Tasks for this exercise =
#1 Retype the stretch of the text on tryptophan from "The Perseus molecular complex, specifically" through "in infrared wavelengths.".
#2 Render this sentence from the text on tryptophan in Spanish: "Tryptophan is one of the crucial amino acids essential for the creation of vital proteins supporting life on Earth."

Study text =
══════
Dr. Susana Iglesias-Groth, a researcher from The Instituto de Astrofísica de Canarias (IAC), has made a significant discovery using data from the Spitzer space observatory. Her research, published in Monthly Notices of the Royal Astronomical Society, presents evidence for the presence of the amino acid tryptophan in interstellar material within a nearby star-forming region.
The Perseus molecular complex, specifically the IC348 star system located 1,000 light years away from Earth, was found to contain high levels of tryptophan. Although this region is not visible to the naked eye, it exhibits a bright glow when observed in infrared wavelengths.
Tryptophan is one of the crucial amino acids essential for the creation of vital proteins supporting life on Earth. Due to its spectral properties in the infrared range, it was a logical choice for investigation using the Spitzer satellite, which boasts an extensive spectroscopic database.
Through the analysis of infrared emissions from the Perseus region, the research identified 20 emission lines associated with tryptophan molecules. These molecules were found to have a temperature of approximately 280 Kelvin, equivalent to 7°C. Notably, previous work by Iglesias-Groth in IC348 had also revealed water and hydrogen at similar temperatures.
The study implies that the observed emission lines related to tryptophan may be present in other regions where stars and planets are forming. This suggests that the occurrence of these lines in the gas and dust from which celestial bodies originate is widespread.
Amino acids have been commonly detected in meteorites and were present during the formation of our own solar system. This recent breakthrough indicates that these fundamental components of proteins, crucial to life’s development, naturally exist within regions where stars and planetary systems take shape. Consequently, they may contribute to the early chemical processes within planetary systems around other stars.
Dr. Iglesias-Groth emphasizes the importance of this finding, stating that the identification of tryptophan in the Perseus molecular complex should motivate further investigations to uncover other amino acids in this region and other star-forming areas. The widespread presence of protein-building blocks in the gas and dust surrounding the formation of stars and planets holds tremendous potential for the understanding of life’s development in exoplanetary systems.
══════
Supplied data =
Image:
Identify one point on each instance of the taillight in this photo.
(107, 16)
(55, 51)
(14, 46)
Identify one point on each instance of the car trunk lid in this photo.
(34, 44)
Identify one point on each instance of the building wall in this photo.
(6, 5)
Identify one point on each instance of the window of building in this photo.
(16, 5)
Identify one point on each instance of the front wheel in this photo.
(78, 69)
══════
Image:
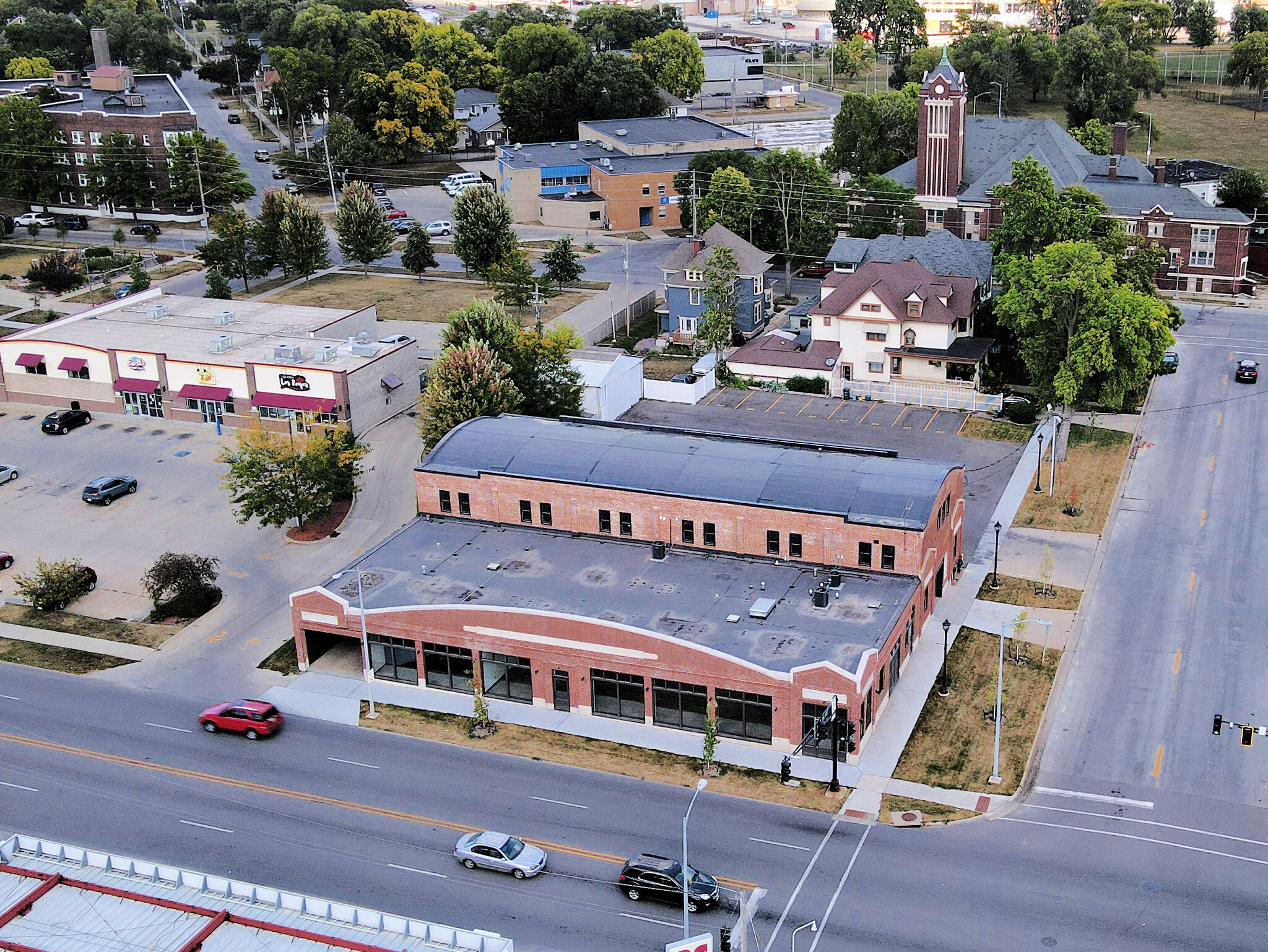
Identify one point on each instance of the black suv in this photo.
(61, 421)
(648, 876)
══════
Responses per task =
#1
The Perseus molecular complex, specifically the IC348 star system located 1,000 light years away from Earth, was found to contain high levels of tryptophan. Although this region is not visible to the naked eye, it exhibits a bright glow when observed in infrared wavelengths.

#2 El triptófano es uno de los aminoácidos cruciales, esenciales para la creación de proteínas vitales que sustentan la vida en la Tierra.